* Exercise: Transcribe the rows below word for word, leaving out the pictures.

* Records for this task:
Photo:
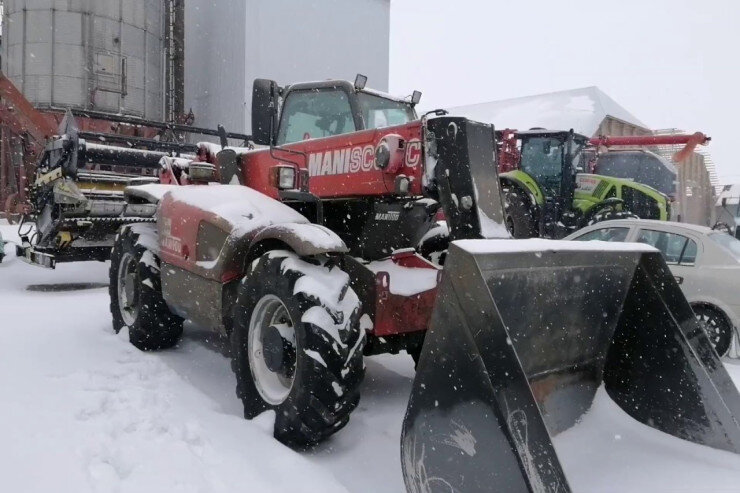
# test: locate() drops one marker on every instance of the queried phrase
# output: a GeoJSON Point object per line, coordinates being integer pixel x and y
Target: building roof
{"type": "Point", "coordinates": [583, 110]}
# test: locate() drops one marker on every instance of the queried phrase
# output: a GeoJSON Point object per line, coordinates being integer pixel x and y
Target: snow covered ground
{"type": "Point", "coordinates": [82, 410]}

* Finished task:
Photo:
# test: locate() drops one marker on every instance of the queried phrase
# output: a GeoJSON Point object per line, coordinates being integer pixel x and y
Target: building roof
{"type": "Point", "coordinates": [583, 110]}
# test: locate() drops one marker on every instance of the queried phrase
# output: a GeoJSON Point object per line, coordinates being integer pixel x and y
Target: snow covered ground
{"type": "Point", "coordinates": [82, 410]}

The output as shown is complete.